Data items
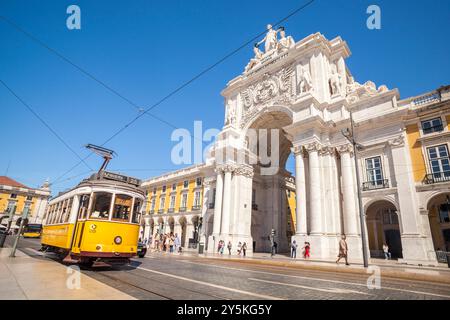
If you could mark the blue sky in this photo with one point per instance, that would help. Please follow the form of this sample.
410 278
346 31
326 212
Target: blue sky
145 49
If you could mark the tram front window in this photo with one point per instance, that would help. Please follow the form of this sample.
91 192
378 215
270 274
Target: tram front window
101 205
122 207
136 211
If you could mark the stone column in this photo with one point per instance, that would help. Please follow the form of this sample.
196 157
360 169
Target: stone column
348 190
315 199
147 228
225 230
218 203
300 192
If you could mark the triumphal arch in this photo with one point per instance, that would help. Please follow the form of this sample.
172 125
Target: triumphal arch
293 99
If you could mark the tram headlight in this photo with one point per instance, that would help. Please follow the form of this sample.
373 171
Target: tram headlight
118 240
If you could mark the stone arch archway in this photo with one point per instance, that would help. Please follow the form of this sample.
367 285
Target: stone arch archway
383 227
269 200
438 206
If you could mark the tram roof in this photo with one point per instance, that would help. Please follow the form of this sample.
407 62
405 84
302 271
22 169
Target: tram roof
106 178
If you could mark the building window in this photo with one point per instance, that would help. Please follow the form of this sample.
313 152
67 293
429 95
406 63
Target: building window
162 203
433 125
196 200
444 213
172 202
374 174
183 201
389 216
439 162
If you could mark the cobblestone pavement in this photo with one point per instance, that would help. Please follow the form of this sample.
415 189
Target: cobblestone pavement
172 276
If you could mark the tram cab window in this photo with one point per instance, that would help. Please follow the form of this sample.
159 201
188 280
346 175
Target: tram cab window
101 205
84 204
122 207
136 210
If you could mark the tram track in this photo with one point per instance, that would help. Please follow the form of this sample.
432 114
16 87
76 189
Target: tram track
102 273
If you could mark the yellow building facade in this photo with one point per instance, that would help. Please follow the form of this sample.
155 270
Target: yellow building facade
16 196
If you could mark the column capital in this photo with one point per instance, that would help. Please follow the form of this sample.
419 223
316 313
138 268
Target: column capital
223 168
243 170
345 148
299 150
398 141
327 150
313 147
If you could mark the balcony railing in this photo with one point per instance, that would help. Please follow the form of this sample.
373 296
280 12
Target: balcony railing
437 177
376 184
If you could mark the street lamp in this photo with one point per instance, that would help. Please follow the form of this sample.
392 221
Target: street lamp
351 138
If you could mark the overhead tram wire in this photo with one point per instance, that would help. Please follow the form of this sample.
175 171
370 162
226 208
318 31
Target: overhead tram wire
185 84
29 108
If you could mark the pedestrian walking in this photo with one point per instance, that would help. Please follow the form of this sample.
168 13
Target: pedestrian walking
244 248
387 254
222 246
294 249
177 243
343 250
306 250
171 243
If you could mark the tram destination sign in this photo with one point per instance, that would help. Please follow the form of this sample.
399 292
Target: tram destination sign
120 177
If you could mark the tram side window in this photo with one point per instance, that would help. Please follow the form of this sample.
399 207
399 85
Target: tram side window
122 207
69 209
137 210
84 204
101 205
62 217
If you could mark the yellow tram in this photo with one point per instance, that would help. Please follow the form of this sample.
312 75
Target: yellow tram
98 220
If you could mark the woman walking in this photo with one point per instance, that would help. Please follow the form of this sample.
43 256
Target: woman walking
343 249
244 248
229 248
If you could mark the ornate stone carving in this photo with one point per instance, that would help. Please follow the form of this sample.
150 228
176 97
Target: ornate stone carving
345 148
246 171
299 150
272 89
356 92
313 147
304 80
285 43
326 150
398 141
231 113
335 83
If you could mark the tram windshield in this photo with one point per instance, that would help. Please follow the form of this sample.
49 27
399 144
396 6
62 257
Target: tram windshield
100 205
122 207
137 210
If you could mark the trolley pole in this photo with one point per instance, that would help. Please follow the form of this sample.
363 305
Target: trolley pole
350 137
22 222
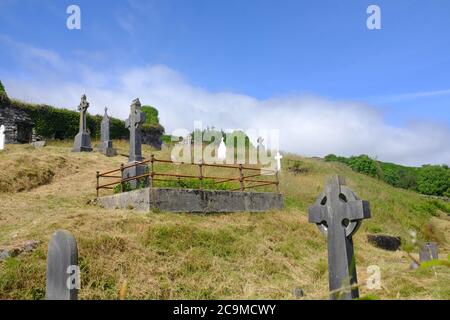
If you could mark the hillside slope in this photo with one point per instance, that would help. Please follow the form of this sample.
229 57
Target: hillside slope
184 256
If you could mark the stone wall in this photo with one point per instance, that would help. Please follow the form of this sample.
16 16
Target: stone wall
193 201
18 125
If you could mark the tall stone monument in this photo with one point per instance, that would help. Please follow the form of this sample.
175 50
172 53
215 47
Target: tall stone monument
338 213
133 123
2 137
63 272
83 139
105 145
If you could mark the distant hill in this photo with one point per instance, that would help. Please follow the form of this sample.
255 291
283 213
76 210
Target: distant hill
428 179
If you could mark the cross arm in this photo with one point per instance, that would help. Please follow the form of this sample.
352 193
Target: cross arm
317 214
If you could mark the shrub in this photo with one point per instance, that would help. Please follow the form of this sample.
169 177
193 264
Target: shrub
434 180
364 164
55 123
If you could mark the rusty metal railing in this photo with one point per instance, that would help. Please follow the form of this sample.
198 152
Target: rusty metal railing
245 181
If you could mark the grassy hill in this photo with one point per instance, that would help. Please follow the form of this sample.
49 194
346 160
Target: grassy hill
185 256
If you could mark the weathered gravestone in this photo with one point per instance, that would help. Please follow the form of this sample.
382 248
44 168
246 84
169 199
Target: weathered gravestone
82 139
2 137
428 251
278 158
62 267
105 145
222 151
338 213
134 123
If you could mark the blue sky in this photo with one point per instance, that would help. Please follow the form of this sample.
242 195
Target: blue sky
260 50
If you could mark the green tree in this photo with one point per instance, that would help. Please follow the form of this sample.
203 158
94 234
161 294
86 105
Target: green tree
152 115
364 164
434 180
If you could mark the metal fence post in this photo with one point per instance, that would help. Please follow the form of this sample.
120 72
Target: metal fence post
241 177
200 166
152 168
98 177
277 182
121 178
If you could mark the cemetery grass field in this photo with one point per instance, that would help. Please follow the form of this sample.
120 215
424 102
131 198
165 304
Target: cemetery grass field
159 255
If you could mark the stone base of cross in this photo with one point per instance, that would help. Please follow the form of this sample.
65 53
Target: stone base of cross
82 143
338 213
107 149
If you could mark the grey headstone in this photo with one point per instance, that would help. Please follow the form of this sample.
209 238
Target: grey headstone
62 267
338 213
428 251
385 242
133 123
39 144
105 145
83 139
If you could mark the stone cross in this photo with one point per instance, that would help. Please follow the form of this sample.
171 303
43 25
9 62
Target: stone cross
278 158
338 213
222 151
134 123
84 105
105 126
83 139
2 137
105 146
63 273
428 251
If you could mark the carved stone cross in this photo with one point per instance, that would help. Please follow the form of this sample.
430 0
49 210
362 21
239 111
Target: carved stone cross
84 105
338 213
2 137
82 141
105 145
134 123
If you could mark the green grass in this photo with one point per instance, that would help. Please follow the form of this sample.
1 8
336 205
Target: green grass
217 256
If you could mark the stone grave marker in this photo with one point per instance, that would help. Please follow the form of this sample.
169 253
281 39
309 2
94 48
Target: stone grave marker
83 139
134 123
2 137
222 151
278 158
428 251
63 274
105 145
338 213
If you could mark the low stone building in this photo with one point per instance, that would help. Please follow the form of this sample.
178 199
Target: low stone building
18 125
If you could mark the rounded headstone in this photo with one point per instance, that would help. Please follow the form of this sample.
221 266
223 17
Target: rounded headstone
62 263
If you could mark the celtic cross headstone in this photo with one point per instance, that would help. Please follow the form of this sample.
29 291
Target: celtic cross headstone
105 145
83 139
63 273
338 213
134 123
2 137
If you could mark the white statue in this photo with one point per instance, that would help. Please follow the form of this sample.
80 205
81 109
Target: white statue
222 151
278 158
2 137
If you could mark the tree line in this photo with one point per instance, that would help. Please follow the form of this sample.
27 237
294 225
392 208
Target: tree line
428 179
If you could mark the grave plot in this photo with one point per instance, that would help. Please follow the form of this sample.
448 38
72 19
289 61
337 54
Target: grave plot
172 191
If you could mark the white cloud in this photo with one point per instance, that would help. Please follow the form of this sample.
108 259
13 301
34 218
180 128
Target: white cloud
308 125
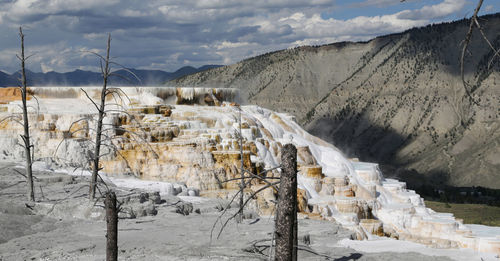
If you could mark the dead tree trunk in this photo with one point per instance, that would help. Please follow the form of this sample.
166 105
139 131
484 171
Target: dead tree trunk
286 212
26 136
112 227
95 170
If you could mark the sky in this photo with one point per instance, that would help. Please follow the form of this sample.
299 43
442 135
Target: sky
169 34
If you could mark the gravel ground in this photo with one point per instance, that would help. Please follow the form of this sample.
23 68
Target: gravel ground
62 225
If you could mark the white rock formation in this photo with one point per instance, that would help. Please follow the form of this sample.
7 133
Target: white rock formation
192 143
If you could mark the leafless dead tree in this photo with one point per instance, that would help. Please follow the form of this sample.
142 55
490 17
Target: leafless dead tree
26 137
24 121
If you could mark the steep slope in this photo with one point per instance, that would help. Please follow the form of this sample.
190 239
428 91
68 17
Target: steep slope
131 77
196 142
396 99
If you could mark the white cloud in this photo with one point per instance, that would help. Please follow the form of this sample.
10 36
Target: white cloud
170 32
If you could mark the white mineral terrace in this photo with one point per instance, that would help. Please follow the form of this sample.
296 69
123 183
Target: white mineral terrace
192 138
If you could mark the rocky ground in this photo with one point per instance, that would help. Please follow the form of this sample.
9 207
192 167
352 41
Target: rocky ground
62 225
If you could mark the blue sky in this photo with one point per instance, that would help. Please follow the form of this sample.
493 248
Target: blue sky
169 34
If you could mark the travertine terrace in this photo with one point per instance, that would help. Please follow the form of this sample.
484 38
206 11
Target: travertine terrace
191 136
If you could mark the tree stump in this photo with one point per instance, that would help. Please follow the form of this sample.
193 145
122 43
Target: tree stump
112 227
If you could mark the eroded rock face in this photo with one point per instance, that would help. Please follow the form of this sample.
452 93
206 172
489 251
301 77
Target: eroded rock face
156 138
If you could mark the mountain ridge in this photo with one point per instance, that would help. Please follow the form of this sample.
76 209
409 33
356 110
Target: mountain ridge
78 77
396 99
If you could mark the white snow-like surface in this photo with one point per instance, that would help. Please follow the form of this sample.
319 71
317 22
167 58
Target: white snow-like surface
400 246
485 231
389 200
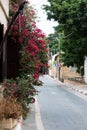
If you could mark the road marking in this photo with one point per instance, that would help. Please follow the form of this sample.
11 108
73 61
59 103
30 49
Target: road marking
54 93
39 123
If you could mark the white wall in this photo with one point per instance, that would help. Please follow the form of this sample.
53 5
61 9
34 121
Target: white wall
3 19
85 70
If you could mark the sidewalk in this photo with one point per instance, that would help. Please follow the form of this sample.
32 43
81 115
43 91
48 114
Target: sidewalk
75 85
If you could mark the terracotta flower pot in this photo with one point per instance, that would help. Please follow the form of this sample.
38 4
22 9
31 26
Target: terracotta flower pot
8 123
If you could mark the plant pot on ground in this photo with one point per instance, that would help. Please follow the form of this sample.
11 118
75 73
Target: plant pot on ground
10 111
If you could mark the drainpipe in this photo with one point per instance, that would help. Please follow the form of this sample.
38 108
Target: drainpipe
9 26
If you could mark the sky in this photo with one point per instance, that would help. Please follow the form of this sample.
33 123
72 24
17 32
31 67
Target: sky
42 23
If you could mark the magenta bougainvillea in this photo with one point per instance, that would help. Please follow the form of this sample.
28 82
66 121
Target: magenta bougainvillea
33 43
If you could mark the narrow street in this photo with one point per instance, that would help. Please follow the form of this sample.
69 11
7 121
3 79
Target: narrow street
56 109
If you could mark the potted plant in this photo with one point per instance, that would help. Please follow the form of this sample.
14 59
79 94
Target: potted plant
22 90
10 112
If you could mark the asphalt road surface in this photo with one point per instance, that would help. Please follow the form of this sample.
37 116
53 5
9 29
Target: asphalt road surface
56 108
59 108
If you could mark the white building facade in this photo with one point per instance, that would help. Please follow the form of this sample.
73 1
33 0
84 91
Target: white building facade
4 13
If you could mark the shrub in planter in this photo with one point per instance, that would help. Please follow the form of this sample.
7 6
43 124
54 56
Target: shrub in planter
10 112
22 90
10 108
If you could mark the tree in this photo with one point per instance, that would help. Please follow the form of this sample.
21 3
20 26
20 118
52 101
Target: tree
72 18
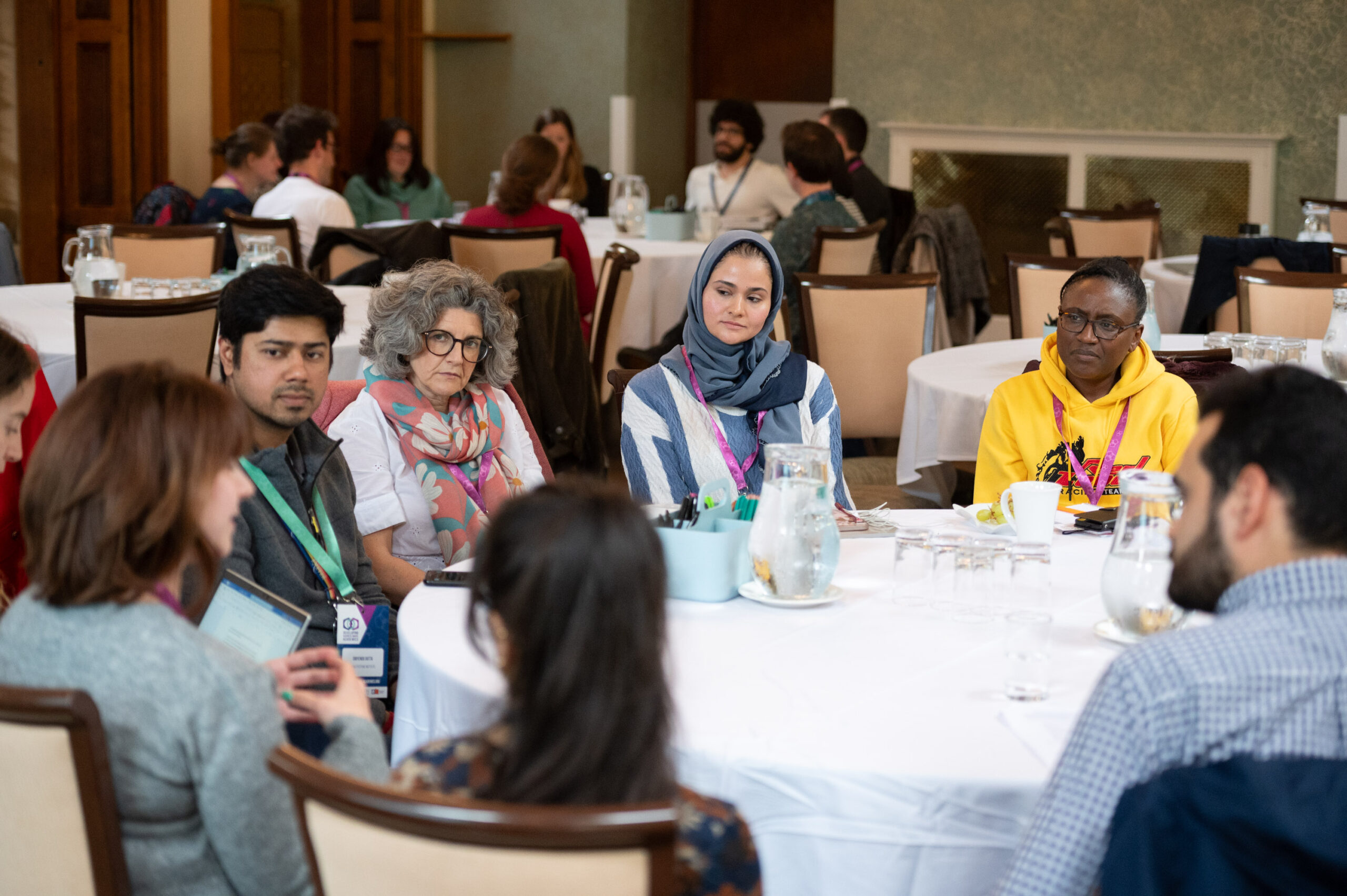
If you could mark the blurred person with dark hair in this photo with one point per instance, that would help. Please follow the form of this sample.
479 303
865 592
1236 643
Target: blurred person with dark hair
253 166
577 181
570 581
135 483
739 190
1261 543
395 184
307 143
816 172
868 190
530 172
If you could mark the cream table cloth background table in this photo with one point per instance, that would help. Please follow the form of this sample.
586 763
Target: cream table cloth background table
659 280
947 398
867 743
44 316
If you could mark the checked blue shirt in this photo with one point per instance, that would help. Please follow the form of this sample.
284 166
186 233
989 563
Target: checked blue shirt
1268 678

## Exercise details
Could you give again exactly the lines from the line containing "Target: blurred person with dark hair" through the final line of the data above, and no others?

## Result
Target: blurred person with dark hair
253 166
577 181
570 581
135 483
739 190
1261 543
395 184
307 143
816 172
868 190
530 172
If you could mark the cream table cloth background table in this photo with one point per instance, that would help. Please follow the form of this sample.
586 763
Target: cream table cloth background table
659 280
947 398
867 743
44 316
If you could mark the checked blue shirt in this photo with one point per instance, that would help. Please follow the form of this sample.
284 166
186 233
989 563
Target: checked blue shirt
1268 678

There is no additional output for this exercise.